= WHAT NEEDS TO BE DONE =
Please copy out every line of the entries below that contains the word "chair".

──────────

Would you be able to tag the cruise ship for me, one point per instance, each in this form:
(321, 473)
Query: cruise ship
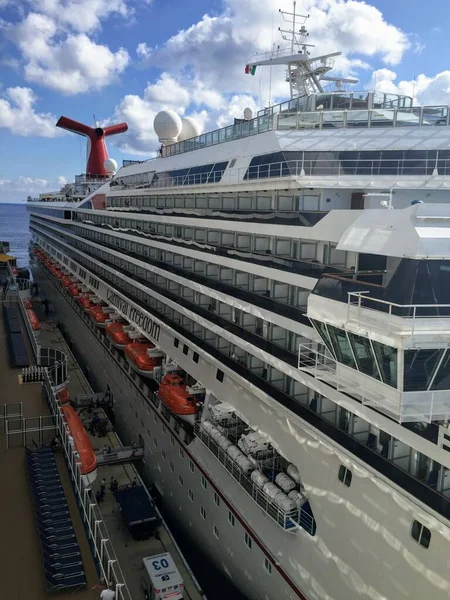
(268, 305)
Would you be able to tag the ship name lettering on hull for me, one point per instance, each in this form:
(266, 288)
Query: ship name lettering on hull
(143, 321)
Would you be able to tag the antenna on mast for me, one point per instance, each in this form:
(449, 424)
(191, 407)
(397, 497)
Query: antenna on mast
(304, 73)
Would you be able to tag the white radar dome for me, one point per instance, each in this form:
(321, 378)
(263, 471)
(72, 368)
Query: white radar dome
(167, 125)
(110, 165)
(190, 128)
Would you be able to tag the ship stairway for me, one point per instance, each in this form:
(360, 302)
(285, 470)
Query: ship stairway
(92, 400)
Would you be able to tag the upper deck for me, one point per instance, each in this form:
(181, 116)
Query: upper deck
(318, 111)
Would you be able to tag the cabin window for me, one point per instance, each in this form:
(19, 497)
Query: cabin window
(421, 534)
(345, 475)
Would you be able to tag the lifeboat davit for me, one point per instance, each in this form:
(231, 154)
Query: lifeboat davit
(117, 336)
(174, 395)
(140, 361)
(83, 445)
(64, 396)
(34, 321)
(74, 290)
(98, 315)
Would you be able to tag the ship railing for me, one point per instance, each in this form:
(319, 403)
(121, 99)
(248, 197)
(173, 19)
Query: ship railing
(421, 406)
(290, 521)
(369, 111)
(396, 318)
(96, 530)
(55, 361)
(431, 164)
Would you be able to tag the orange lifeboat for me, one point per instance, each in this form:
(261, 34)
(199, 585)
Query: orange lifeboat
(174, 394)
(82, 443)
(74, 290)
(98, 315)
(34, 321)
(118, 337)
(140, 361)
(64, 396)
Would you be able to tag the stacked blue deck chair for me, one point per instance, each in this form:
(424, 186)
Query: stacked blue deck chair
(61, 554)
(16, 345)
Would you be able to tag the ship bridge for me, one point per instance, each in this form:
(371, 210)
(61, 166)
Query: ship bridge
(385, 332)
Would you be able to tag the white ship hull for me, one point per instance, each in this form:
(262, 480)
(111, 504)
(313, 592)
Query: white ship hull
(362, 548)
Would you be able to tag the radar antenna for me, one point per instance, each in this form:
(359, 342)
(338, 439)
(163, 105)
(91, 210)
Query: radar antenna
(304, 73)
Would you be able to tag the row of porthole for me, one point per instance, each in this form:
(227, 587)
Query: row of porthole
(419, 533)
(231, 519)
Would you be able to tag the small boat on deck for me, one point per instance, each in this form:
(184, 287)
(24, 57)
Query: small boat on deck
(143, 357)
(82, 443)
(64, 396)
(175, 396)
(116, 334)
(34, 321)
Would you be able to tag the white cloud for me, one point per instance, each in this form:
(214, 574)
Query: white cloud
(73, 65)
(18, 115)
(426, 90)
(17, 190)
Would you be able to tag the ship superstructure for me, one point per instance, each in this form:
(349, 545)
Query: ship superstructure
(284, 282)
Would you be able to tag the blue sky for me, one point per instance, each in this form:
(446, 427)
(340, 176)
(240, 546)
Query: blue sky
(127, 59)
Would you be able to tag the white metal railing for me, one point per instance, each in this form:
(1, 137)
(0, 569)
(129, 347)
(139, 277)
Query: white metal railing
(427, 167)
(402, 406)
(397, 318)
(289, 521)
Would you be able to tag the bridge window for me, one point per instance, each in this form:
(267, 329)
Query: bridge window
(421, 534)
(420, 366)
(341, 346)
(345, 475)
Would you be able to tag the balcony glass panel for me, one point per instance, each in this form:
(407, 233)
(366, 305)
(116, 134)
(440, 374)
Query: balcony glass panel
(442, 377)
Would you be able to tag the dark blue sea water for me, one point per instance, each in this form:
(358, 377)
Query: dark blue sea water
(14, 229)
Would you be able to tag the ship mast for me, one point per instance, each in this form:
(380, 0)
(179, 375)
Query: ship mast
(304, 72)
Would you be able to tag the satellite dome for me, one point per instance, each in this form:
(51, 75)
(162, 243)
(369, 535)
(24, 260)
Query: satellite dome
(190, 128)
(167, 125)
(110, 165)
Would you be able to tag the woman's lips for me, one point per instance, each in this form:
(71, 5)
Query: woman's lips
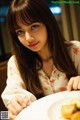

──────────

= WORKED ANSWER =
Would you be able to tag the stacked blue deck chair for me, one point per instance, each in this form:
Query: stacked blue deck chair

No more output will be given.